[Segmentation labeling entries]
[start]

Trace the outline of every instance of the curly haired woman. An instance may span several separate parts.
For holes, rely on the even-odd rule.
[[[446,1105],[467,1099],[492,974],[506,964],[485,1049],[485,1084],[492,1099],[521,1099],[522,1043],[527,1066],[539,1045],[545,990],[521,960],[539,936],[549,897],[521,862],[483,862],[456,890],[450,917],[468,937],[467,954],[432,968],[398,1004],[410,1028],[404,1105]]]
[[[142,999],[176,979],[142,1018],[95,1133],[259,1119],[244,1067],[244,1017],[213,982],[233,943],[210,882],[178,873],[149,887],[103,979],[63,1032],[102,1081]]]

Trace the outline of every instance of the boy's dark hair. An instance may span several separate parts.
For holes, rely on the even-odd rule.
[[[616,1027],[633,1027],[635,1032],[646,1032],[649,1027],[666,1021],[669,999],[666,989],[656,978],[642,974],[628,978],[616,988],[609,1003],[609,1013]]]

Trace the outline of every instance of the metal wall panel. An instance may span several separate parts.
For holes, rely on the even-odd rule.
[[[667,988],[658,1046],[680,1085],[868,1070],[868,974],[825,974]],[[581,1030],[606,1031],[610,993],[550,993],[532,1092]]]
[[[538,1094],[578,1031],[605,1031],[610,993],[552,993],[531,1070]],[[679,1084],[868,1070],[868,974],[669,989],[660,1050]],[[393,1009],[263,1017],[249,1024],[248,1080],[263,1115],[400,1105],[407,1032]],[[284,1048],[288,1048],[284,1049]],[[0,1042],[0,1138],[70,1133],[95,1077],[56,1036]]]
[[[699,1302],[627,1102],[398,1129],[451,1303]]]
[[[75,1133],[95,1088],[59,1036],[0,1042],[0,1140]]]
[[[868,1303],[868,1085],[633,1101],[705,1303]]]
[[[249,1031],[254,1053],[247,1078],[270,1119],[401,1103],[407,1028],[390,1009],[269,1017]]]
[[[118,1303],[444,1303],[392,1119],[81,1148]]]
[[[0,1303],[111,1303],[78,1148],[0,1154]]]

[end]

Retype the material above, line by line, exactly.

Trace the outline of every instance of the curly haired woman. An instance may span several separate parts.
For holes, rely on the even-odd rule.
[[[446,1105],[467,1099],[492,974],[506,964],[485,1049],[485,1084],[492,1099],[521,1099],[522,1043],[527,1066],[539,1045],[545,990],[521,960],[539,936],[549,897],[521,862],[483,862],[456,890],[450,917],[468,937],[467,954],[432,968],[398,1004],[410,1028],[404,1105]]]
[[[142,999],[176,979],[142,1018],[95,1133],[259,1119],[244,1067],[244,1017],[213,982],[233,943],[210,882],[178,873],[149,887],[103,979],[63,1032],[102,1081]]]

Trace the outline of every instance of the boy's dark hair. An instance may span several separate parts.
For holes, rely on the even-odd rule.
[[[616,1027],[633,1027],[635,1032],[646,1032],[649,1027],[666,1021],[669,999],[666,989],[656,978],[642,974],[628,978],[616,988],[609,1003],[609,1013]]]

Trace the outline of every instance of the metal wall panel. An instance may span several separate parts.
For holes, rely on the even-odd rule.
[[[667,988],[658,1046],[680,1085],[868,1070],[868,974],[825,974]],[[581,1030],[606,1031],[610,993],[550,993],[532,1092]]]
[[[538,1094],[578,1031],[605,1031],[610,993],[552,993],[531,1070]],[[679,1084],[868,1070],[868,974],[669,989],[660,1050]],[[393,1009],[263,1017],[249,1024],[248,1080],[263,1115],[400,1105],[407,1032]],[[284,1048],[288,1048],[284,1049]],[[0,1042],[0,1138],[70,1133],[95,1077],[56,1036]]]
[[[699,1302],[627,1102],[398,1129],[451,1303]]]
[[[75,1133],[95,1088],[59,1036],[0,1042],[0,1140]]]
[[[868,1303],[868,1085],[633,1101],[705,1303]]]
[[[249,1031],[254,1053],[247,1078],[270,1119],[401,1103],[407,1028],[390,1009],[269,1017]]]
[[[118,1303],[444,1303],[392,1119],[81,1148]]]
[[[0,1303],[111,1303],[78,1148],[0,1154]]]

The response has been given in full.